----- Dataset entries -----

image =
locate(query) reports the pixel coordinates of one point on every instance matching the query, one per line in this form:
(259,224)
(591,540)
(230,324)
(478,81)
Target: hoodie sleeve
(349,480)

-----

> Prompt
Output each line of the entries above as a JSON list of strings, with one string per line and any blank lines omitted.

> In response
[
  "image =",
  "locate(query) reports the pixel coordinates of one point on every instance matching the query, one per line in this form:",
  "(259,224)",
  "(591,540)",
  "(230,324)",
  "(478,81)",
  "Target: hoodie sleeve",
  "(349,480)"
]